Assignment —
Look for the line containing "the tree in" in the entries below, then print that line and all that follow it exactly.

════════

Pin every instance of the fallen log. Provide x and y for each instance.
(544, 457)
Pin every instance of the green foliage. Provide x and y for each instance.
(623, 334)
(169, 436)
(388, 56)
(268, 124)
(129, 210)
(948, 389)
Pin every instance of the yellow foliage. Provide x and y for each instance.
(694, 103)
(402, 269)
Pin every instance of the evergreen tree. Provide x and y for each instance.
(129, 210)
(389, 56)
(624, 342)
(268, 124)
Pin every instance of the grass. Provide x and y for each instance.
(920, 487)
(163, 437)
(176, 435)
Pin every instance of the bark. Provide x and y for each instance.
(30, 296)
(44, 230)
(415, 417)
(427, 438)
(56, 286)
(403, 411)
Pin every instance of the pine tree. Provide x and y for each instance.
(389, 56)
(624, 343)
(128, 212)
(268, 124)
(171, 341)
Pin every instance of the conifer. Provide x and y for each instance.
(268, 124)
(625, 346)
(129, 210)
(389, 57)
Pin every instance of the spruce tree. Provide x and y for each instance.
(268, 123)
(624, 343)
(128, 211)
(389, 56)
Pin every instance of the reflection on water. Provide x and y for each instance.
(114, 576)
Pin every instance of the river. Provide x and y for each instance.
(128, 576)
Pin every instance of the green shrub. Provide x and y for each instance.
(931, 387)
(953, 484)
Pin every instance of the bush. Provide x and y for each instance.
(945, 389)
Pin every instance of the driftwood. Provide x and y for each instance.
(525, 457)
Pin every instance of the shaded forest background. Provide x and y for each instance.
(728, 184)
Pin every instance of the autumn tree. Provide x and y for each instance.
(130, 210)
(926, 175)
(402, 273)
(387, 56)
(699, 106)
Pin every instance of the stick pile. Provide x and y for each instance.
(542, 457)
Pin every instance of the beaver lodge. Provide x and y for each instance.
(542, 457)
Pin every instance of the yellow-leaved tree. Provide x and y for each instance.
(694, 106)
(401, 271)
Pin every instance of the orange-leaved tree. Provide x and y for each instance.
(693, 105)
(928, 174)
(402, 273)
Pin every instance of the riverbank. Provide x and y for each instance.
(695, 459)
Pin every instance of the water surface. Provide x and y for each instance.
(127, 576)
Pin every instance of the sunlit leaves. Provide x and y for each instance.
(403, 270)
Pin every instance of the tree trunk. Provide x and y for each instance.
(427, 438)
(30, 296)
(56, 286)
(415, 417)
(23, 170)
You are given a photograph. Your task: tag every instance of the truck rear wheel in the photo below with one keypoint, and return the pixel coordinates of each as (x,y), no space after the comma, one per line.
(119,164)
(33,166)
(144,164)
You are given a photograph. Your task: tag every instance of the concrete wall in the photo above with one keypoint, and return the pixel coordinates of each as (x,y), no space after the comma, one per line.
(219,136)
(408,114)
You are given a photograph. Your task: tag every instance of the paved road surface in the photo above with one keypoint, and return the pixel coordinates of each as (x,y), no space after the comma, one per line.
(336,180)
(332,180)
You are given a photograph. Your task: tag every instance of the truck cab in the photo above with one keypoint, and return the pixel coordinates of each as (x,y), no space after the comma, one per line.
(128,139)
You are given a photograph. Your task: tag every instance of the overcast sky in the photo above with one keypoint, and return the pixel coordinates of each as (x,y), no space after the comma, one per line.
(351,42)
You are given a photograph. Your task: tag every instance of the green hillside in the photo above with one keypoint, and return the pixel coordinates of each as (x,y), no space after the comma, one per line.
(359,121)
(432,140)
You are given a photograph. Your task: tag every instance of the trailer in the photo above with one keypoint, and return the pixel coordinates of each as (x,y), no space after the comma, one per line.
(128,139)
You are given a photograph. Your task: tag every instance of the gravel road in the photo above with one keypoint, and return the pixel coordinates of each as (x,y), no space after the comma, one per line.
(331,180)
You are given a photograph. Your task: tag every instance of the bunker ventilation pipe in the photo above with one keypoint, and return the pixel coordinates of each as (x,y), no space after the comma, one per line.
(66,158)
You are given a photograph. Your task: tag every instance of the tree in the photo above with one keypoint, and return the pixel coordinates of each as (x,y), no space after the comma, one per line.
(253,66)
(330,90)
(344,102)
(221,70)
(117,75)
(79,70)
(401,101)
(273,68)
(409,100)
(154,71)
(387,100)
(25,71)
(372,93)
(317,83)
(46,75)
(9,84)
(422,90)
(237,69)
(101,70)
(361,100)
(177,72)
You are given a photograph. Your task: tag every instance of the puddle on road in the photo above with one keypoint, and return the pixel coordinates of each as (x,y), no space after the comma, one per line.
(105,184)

════════

Result of this exercise —
You are given a photograph. Your task: tag every instance of the tree in the photo above with one keypoint, and return the pixel coordinates of each as (x,y), no space after the comma, one per line.
(253,66)
(330,90)
(344,102)
(221,70)
(117,75)
(79,70)
(401,101)
(273,68)
(409,100)
(154,71)
(387,100)
(25,71)
(372,93)
(317,83)
(46,75)
(9,84)
(422,90)
(237,69)
(101,70)
(361,100)
(177,72)
You are given a photograph. Your task: tag every instance of the puddle on road in the photo above with one keypoint, and return the pixel coordinates of each as (x,y), no space after the comma, one per line.
(105,184)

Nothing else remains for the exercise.